(Given passage)
Content starts
001The intention is not only to transform the Jamal Abdul Nasser into a unified highway, but also includes the renovation of a number of utilities and drainage structures along the length of the project route which will require relocation, protection, and refurbishment. Renovation works will include the relocation of water lines and sewage system, relocation of telephone services, gas lines and voltage cables in addition to other preservation works. 

To help facilitate the work undertaken, a Precast Yard has been established, as Ramadan describes:

“The fully utilized Precast Yard is set up on a remote area of land located in Doha with a total surface area of 130,000square meters. It accommodates large-scaled pre-casting machinery such as mould production frames, heavy gantries, water tanks, storage and curing chambers. In addition to the staff offices and the concrete batching plant.
Content ends
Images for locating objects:
Content starts
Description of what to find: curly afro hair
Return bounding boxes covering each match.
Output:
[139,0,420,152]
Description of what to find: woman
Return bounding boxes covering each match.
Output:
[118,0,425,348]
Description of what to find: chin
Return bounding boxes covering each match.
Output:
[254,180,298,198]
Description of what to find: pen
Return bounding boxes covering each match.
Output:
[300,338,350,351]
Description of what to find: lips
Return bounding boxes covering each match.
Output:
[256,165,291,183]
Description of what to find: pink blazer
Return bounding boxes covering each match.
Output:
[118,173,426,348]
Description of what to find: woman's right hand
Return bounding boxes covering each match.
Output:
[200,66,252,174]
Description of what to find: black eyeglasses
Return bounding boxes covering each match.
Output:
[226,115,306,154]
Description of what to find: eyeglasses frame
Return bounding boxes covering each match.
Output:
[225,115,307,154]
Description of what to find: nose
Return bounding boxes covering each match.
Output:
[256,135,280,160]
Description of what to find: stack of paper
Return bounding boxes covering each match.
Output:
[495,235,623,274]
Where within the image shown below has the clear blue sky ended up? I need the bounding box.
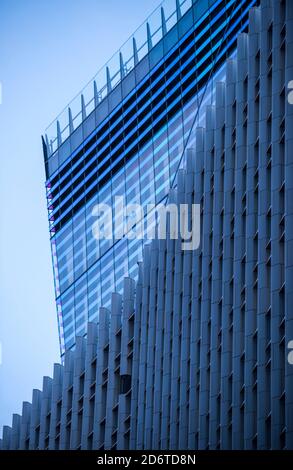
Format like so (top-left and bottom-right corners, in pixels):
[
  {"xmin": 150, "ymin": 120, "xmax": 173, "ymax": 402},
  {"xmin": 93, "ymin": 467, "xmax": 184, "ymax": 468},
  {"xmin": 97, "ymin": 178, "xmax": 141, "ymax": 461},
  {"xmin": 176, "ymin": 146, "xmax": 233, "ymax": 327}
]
[{"xmin": 0, "ymin": 0, "xmax": 160, "ymax": 432}]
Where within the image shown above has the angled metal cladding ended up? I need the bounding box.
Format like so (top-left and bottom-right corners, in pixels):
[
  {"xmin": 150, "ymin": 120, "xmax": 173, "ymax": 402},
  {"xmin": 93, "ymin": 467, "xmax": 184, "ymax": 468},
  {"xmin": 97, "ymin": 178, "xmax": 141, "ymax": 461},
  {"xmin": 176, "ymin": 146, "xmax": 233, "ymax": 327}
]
[{"xmin": 1, "ymin": 0, "xmax": 293, "ymax": 449}]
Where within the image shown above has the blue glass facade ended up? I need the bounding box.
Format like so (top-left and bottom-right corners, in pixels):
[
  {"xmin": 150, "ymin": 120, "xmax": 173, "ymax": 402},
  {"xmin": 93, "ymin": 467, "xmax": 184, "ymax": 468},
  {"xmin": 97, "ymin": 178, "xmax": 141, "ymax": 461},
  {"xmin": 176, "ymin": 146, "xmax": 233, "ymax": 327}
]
[{"xmin": 44, "ymin": 0, "xmax": 257, "ymax": 353}]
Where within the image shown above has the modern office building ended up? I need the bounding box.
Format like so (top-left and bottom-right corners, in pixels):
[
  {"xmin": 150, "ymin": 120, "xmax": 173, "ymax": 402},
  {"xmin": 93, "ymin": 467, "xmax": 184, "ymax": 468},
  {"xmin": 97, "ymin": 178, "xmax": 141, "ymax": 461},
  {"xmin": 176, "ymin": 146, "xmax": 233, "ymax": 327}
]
[
  {"xmin": 43, "ymin": 0, "xmax": 258, "ymax": 355},
  {"xmin": 1, "ymin": 0, "xmax": 293, "ymax": 449}
]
Content ends
(Work required)
Answer these questions from the passage on the Jamal Abdul Nasser project.
(a) What is the Jamal Abdul Nasser to be transformed into?
(b) Where is the Precast Yard set up?
(c) Which services and lines will be relocated as part of the renovation works?
The material is separate from the passage and has no connection to it.

(Result for this task)
(a) A unified highway.
(b) On a remote area of land located in Doha.
(c) Water lines, the sewage system, telephone services, gas lines and voltage cables.